### Items listed in a dataset
□ □ □

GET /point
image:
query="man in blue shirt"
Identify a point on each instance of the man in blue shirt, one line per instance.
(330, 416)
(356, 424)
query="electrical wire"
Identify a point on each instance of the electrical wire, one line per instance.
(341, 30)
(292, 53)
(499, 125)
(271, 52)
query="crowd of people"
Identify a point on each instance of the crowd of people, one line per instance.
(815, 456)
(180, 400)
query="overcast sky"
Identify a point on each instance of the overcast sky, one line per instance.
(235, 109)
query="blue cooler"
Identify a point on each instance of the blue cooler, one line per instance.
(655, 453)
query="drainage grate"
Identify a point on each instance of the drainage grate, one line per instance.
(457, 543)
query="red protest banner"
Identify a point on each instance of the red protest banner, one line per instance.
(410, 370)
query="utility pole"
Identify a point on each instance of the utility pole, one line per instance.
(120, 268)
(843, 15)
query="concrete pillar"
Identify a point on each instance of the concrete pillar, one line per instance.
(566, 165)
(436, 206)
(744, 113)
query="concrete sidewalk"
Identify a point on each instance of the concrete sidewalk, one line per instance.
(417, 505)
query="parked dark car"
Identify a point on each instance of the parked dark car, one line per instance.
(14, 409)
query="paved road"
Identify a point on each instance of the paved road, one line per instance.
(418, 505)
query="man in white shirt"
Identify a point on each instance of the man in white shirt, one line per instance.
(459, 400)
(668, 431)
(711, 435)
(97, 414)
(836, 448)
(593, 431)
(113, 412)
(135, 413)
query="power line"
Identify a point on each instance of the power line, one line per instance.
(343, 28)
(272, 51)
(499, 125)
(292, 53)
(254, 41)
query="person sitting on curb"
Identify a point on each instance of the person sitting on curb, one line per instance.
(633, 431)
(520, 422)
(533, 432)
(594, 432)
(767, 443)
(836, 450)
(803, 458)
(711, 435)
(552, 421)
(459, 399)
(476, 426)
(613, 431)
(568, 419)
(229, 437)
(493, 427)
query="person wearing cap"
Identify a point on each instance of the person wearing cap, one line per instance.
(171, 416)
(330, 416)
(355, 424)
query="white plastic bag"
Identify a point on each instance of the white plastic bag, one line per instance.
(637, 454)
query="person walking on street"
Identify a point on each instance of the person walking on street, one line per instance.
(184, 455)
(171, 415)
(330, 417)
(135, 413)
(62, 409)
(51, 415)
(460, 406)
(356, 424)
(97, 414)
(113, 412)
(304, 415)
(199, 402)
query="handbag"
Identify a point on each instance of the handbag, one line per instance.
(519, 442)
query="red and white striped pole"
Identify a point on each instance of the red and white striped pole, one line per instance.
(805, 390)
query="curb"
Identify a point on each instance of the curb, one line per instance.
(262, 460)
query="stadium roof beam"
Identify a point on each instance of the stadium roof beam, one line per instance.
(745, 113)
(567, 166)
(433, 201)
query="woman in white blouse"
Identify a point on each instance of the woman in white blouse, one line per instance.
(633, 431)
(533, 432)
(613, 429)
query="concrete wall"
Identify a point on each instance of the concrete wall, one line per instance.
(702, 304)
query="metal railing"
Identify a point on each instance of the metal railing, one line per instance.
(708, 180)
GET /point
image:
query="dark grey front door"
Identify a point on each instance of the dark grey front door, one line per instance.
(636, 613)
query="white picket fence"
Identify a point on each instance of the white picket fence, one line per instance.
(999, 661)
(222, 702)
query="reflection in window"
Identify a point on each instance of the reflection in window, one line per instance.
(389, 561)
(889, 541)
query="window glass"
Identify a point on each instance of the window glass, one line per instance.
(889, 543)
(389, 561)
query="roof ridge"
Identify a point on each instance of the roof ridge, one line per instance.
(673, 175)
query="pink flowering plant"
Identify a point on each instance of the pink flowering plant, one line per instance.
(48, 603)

□ □ □

### Problem to work on
Each line of the listing should be echoed back exactly.

### Right answer
GET /point
image:
query="man in blue shirt"
Identify a point on each instance of the man in blue shirt, one line per instance.
(330, 416)
(356, 424)
query="electrical wire"
Identify a point on each instance of the electrical wire, one line per instance.
(341, 30)
(292, 53)
(499, 125)
(271, 52)
query="crowd of people"
Identify a point on each instance of the crowd of people, one line per instance.
(815, 456)
(180, 400)
query="overcast sky"
Identify a point on each instance of the overcast sky, one line per instance.
(235, 109)
query="blue cooler"
Identify a point on each instance of the blue cooler, one line per instance.
(655, 453)
query="drainage grate"
Identify a point on each instance of the drainage grate, one line per instance.
(457, 543)
query="red protest banner"
Identify a point on each instance of the red protest banner, one line per instance.
(410, 370)
query="utility pole"
Identify a point on each instance of the utility pole, one line per instance.
(120, 268)
(843, 15)
query="concrete pillar"
Identify a point on each instance of the concrete pillar, one line per instance.
(566, 165)
(436, 206)
(744, 113)
query="concrete sidewalk"
Identify a point on each instance of the concrete sidewalk, one line per instance.
(417, 505)
query="parked dark car"
Identify a point on each instance of the parked dark car, one line per instance.
(14, 409)
query="paved road"
Identify a point on each instance of the paved road, one line per instance.
(418, 505)
query="man in white shirt"
Identify a point on each instance of the man in white shirt, one line per instance.
(459, 400)
(668, 431)
(711, 435)
(97, 414)
(836, 448)
(593, 431)
(113, 412)
(135, 413)
query="power line"
Identify a point on each instance of the power line, one line per instance.
(343, 28)
(272, 51)
(499, 125)
(292, 53)
(254, 41)
query="person sitting on curb"
Identify a point on each instance of the person sitting on curb, one line per instance.
(633, 431)
(520, 422)
(533, 432)
(594, 432)
(767, 443)
(836, 450)
(803, 458)
(711, 435)
(552, 421)
(459, 399)
(476, 426)
(613, 431)
(568, 419)
(229, 437)
(493, 427)
query="person wearing cap"
Identify a point on each instance of the person wearing cap, one line per instance.
(171, 416)
(330, 416)
(355, 424)
query="white plastic bag"
Identify a point on each instance of the white plastic bag, one line per instance.
(637, 454)
query="person walking on street"
Identify a point on each instance of the person walking on street, one line per instance.
(184, 455)
(171, 415)
(330, 417)
(135, 413)
(62, 409)
(51, 415)
(460, 406)
(356, 424)
(97, 414)
(113, 412)
(304, 415)
(199, 402)
query="handbag"
Identify a point on each instance of the handbag, one line per instance.
(519, 442)
query="red and white striped pole"
Identify a point on each instance of the red and white striped pole, one line per instance.
(805, 390)
query="curb"
Identify a point on each instance of the curb, one line per instance.
(262, 460)
query="stadium roof beam"
Identify a point on each instance of the stadium roof beam, one line per instance.
(745, 113)
(567, 166)
(433, 201)
query="woman in white blouse"
Identify a point on each instance of the woman in white blouse, one line per instance.
(633, 431)
(533, 432)
(613, 429)
query="concrete wall"
Identify a point on each instance of the concrete wall, one line per instance.
(702, 304)
query="metal railing"
Identify a point on each instance of the metal railing, one line per instance.
(708, 180)
GET /point
image:
query="dark grey front door"
Identify a point on each instance of the dark grey front door, one line per instance.
(636, 613)
query="white picket fence"
Identify a point on each instance of the white picket fence, one line per instance.
(999, 661)
(222, 702)
query="reflection in window"
Identify a point on each instance of the reflection in window, one line per instance.
(389, 561)
(889, 541)
query="window glass"
Identify a point on each instance of the window glass, one line per instance.
(889, 543)
(389, 561)
query="roof ridge"
Identify a point on each instance of the roof ridge, one line per instance.
(673, 175)
query="pink flowering plant"
Identify a point on each instance of the pink flowering plant, one line per instance.
(48, 603)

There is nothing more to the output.